Stored dataset items

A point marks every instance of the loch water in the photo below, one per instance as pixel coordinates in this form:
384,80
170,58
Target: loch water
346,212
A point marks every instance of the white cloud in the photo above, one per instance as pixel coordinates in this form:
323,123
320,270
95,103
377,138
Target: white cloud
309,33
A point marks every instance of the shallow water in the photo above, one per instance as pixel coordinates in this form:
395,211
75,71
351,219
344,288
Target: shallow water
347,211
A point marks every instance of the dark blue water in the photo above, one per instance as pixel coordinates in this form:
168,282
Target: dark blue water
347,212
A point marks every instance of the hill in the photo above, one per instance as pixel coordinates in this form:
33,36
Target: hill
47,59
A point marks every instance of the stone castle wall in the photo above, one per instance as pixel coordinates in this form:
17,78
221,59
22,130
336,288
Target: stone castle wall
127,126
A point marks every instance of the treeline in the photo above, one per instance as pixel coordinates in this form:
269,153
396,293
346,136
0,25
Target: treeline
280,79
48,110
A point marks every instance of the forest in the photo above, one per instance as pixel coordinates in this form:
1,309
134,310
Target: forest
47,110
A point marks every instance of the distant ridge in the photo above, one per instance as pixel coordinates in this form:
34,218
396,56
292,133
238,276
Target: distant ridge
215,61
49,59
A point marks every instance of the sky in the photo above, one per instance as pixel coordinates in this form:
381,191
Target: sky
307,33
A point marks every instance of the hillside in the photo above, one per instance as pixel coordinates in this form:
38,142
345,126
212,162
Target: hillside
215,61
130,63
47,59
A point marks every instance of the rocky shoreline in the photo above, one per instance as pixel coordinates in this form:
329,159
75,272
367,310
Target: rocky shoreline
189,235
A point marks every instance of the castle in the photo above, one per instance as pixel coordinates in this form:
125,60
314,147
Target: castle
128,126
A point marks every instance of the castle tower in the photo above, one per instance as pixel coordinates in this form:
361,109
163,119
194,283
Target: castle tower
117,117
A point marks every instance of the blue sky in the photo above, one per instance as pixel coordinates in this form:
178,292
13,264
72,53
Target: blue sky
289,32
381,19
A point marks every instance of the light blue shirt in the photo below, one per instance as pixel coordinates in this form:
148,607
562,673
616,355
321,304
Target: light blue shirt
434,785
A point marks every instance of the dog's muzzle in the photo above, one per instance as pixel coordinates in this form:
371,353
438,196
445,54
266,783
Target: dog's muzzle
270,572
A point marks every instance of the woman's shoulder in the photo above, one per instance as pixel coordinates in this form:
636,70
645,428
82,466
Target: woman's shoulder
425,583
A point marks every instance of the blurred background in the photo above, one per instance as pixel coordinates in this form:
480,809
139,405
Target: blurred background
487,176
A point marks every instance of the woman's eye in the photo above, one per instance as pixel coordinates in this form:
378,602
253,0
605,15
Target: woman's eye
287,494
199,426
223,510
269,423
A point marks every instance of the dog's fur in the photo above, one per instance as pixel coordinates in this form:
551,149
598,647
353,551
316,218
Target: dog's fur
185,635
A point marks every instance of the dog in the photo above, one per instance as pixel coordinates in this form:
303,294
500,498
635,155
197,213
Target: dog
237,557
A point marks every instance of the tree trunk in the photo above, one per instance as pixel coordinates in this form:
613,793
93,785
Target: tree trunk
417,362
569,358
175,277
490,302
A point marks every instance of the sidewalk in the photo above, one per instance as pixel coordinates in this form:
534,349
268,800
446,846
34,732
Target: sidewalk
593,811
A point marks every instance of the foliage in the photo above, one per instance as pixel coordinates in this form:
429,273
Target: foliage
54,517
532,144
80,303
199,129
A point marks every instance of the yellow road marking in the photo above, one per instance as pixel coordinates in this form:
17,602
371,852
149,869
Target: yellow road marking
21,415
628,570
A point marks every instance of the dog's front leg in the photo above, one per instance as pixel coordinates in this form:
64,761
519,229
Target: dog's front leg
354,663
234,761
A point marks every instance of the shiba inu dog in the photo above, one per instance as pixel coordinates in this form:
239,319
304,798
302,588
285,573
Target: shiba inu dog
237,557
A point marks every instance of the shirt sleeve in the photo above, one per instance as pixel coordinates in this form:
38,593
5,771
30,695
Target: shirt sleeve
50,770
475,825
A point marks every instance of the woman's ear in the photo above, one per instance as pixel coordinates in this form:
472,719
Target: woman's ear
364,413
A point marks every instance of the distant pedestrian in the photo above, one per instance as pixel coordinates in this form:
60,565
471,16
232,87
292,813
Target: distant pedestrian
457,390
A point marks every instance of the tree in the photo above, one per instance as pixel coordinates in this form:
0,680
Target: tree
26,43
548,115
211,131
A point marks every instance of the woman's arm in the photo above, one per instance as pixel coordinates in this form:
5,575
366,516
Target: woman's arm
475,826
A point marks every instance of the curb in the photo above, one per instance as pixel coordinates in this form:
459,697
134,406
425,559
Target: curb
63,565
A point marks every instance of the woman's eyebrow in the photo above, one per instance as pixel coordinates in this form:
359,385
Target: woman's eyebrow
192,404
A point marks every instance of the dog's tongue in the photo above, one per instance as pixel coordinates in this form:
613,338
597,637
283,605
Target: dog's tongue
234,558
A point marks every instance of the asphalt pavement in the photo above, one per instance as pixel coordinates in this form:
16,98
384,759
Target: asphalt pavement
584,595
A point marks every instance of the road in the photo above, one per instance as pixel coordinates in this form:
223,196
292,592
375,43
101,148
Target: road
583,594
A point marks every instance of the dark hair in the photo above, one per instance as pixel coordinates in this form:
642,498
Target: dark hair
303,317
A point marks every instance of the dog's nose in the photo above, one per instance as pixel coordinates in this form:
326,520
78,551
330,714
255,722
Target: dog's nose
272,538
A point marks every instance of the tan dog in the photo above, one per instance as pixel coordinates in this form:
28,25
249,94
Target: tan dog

*Goal of the exercise:*
Every line above that includes the word "below" should be listed.

*Expected answer:*
A point marks every instance of the loch water in the photo below, one per instance as pixel coordinates in this form:
A point marks every instance of the light blue shirt in the photo below, one per instance as pixel coordinates in this form:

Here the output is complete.